▸ What to do
Please turn every line of the listing below into a Markdown table with the columns Number and Line, numbering the rows and skipping any blank lines. Leave the pictures out.

▸ Available data
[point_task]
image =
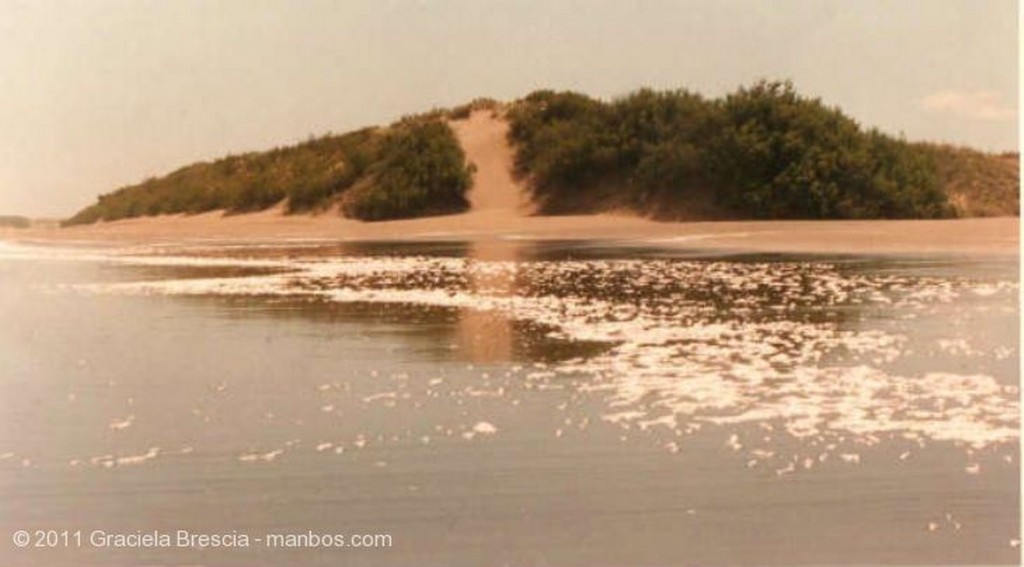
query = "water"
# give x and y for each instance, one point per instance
(510, 403)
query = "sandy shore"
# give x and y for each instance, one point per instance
(992, 235)
(500, 209)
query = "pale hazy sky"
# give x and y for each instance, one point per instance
(98, 94)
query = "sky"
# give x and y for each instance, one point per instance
(99, 94)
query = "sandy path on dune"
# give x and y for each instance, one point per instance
(484, 139)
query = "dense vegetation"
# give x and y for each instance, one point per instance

▸ Result of the task
| Number | Line |
|---|---|
| 1 | [point_task] |
| 2 | image = |
| 3 | query = "water" |
| 4 | # give x and y for each instance, one point per instance |
| 5 | (510, 403) |
| 6 | query = "sandy shore" |
| 7 | # give x and y for each instance, one point per instance |
| 8 | (992, 235) |
| 9 | (500, 209) |
| 10 | query = "pale hazy sky" |
| 11 | # give x and y for each instance, one point per instance |
| 12 | (98, 94) |
| 13 | query = "sky" |
| 14 | # give x and y for each instance, one point per instance |
| 15 | (99, 94) |
| 16 | query = "sandy path on dune" |
| 17 | # give x and y for each instance, one point per instance |
| 18 | (484, 139) |
| 19 | query = "dense vegetation" |
| 20 | # give x and y for each instance, one point per instance |